▶ **Excerpted text**:
——

Data Science Foundations for a New Stock Market

Data Science Foundations for a New Stock Market


In this article, I describe a new trading and gaming system, based on state-of-the-art mathematical engineering, robust architecture, and patent-pending technology. It offers an alternative to the stock market and traditional gaming. This system is also far more transparent than the stock market, and can not be manipulated, as formulas to win the biggest returns are made public. Also, it simulates a neutral, efficient stock market. In short, there is nothing random, everything is deterministic and fixed in advance, and known to all users. Yet it behaves in a way that looks perfectly random, and public algorithms offered to win the biggest gains require so much computing power, that for all purposes, they are useless — except to comply with gaming laws and to establish trustworthiness.
We use private algorithms to determine the winning numbers, and while they produce the exact same results as the public algorithms (we tested this extensively), they are incredibly more efficient, by many orders of magnitude. Also, it can be mathematically proved that the public and private algorithms are equivalent, and we actually proved it. We go through this verification process for any new algorithm introduced in our system. 
In the last section, we offer a competition: can you use the public algorithm to identify the winning numbers computed with the private (secret) algorithm? If yes, the system is breakable, and a more sophisticated approach is needed, to make it work. I don’t think anyone can find the winning numbers (you are welcome to prove me wrong), so the award will be offered to the contestant providing the best insights on how to improve the robustness of this system. And if by chance you manage to identify those winning numbers, great! But it is not a requirement to win the award.

——

▶ **Dataset content**:
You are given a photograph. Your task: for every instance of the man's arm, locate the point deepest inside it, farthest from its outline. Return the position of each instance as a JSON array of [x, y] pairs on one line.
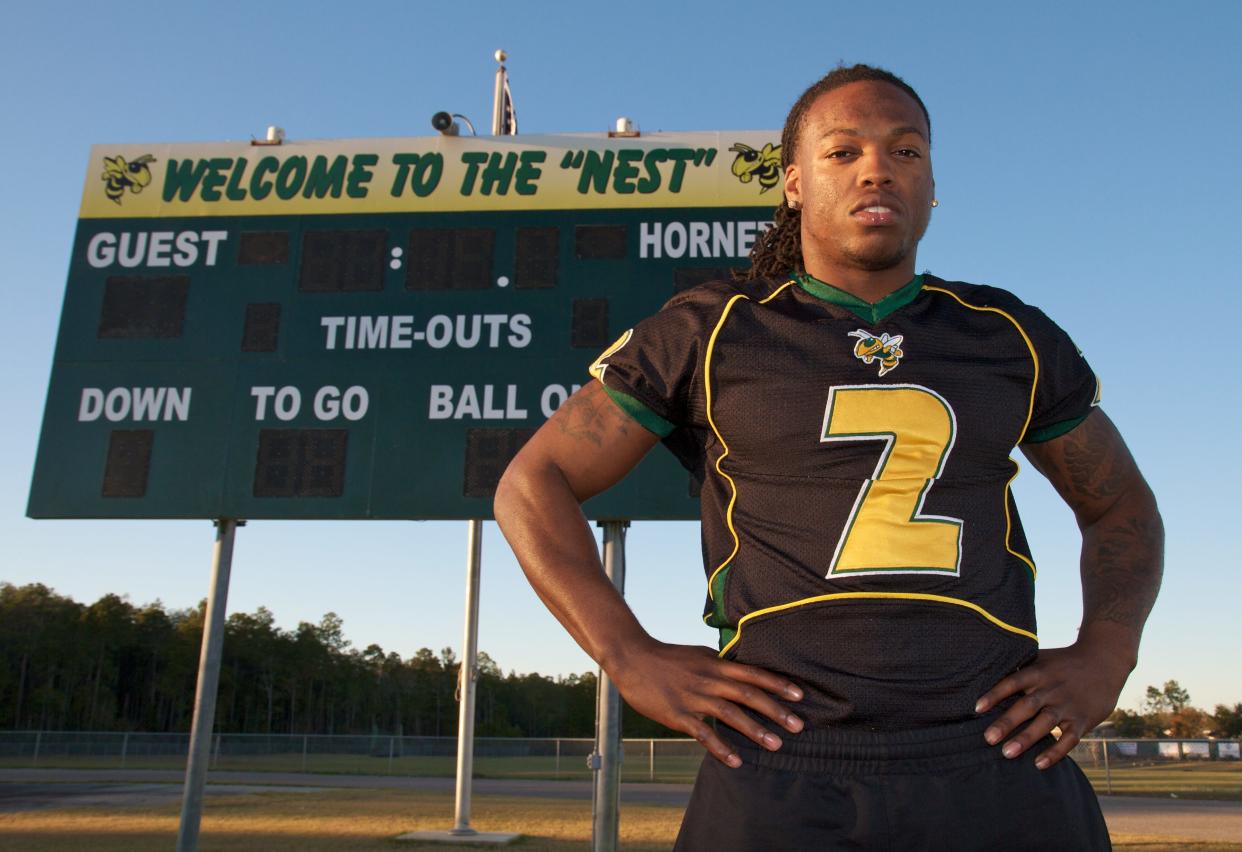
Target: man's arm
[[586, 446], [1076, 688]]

——

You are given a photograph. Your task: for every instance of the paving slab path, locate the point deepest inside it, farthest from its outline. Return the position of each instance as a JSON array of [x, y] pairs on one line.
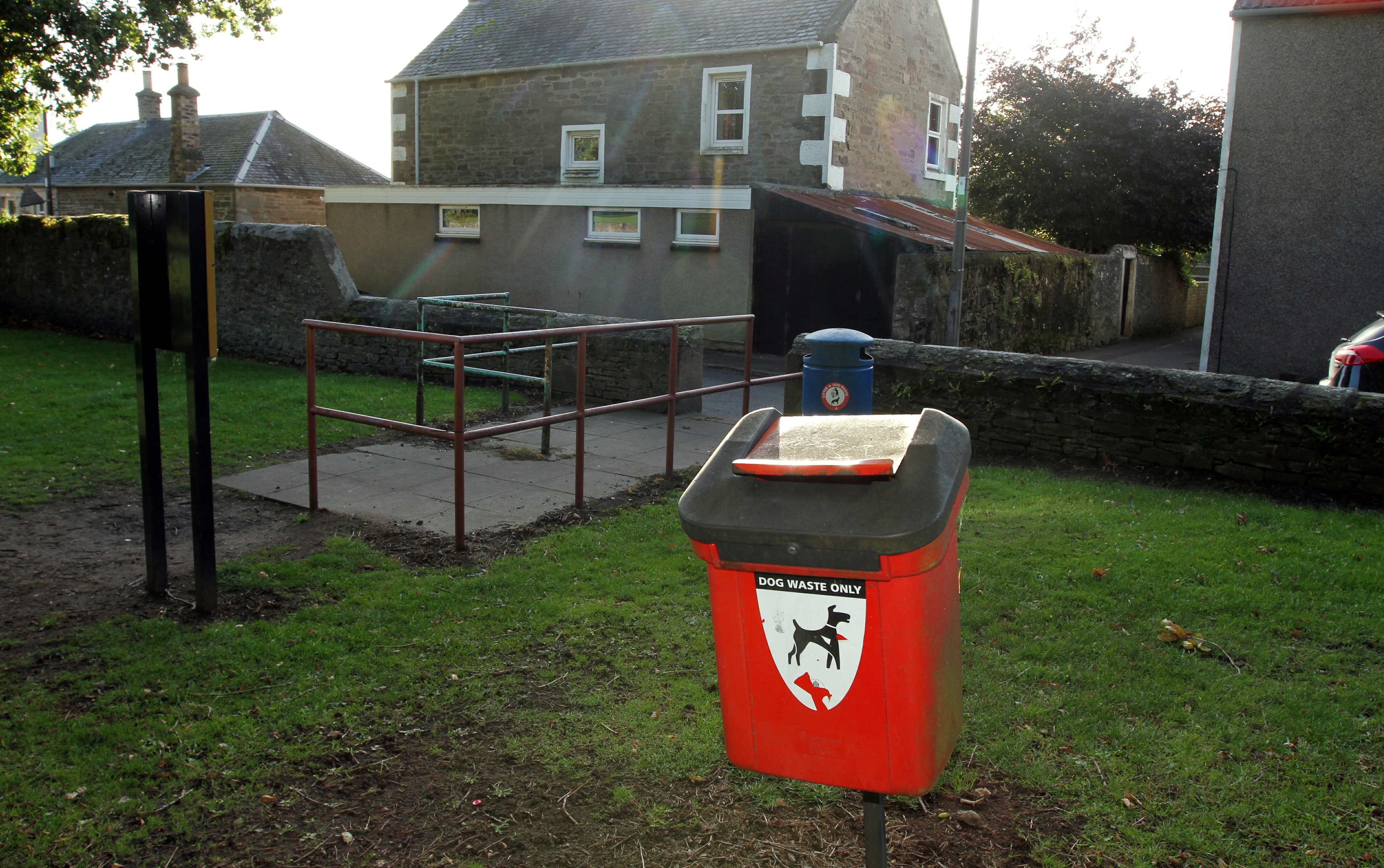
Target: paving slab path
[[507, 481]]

——

▶ **Problem description**: Output the stock market article in full, with no changes.

▶ **Complete answer**:
Data Science Foundations for a New Stock Market

Data Science Foundations for a New Stock Market


In this article, I describe a new trading and gaming system, based on state-of-the-art mathematical engineering, robust architecture, and patent-pending technology. It offers an alternative to the stock market and traditional gaming. This system is also far more transparent than the stock market, and can not be manipulated, as formulas to win the biggest returns are made public. Also, it simulates a neutral, efficient stock market. In short, there is nothing random, everything is deterministic and fixed in advance, and known to all users. Yet it behaves in a way that looks perfectly random, and public algorithms offered to win the biggest gains require so much computing power, that for all purposes, they are useless — except to comply with gaming laws and to establish trustworthiness.
We use private algorithms to determine the winning numbers, and while they produce the exact same results as the public algorithms (we tested this extensively), they are incredibly more efficient, by many orders of magnitude. Also, it can be mathematically proved that the public and private algorithms are equivalent, and we actually proved it. We go through this verification process for any new algorithm introduced in our system. 
In the last section, we offer a competition: can you use the public algorithm to identify the winning numbers computed with the private (secret) algorithm? If yes, the system is breakable, and a more sophisticated approach is needed, to make it work. I don’t think anyone can find the winning numbers (you are welcome to prove me wrong), so the award will be offered to the contestant providing the best insights on how to improve the robustness of this system. And if by chance you manage to identify those winning numbers, great! But it is not a requirement to win the award.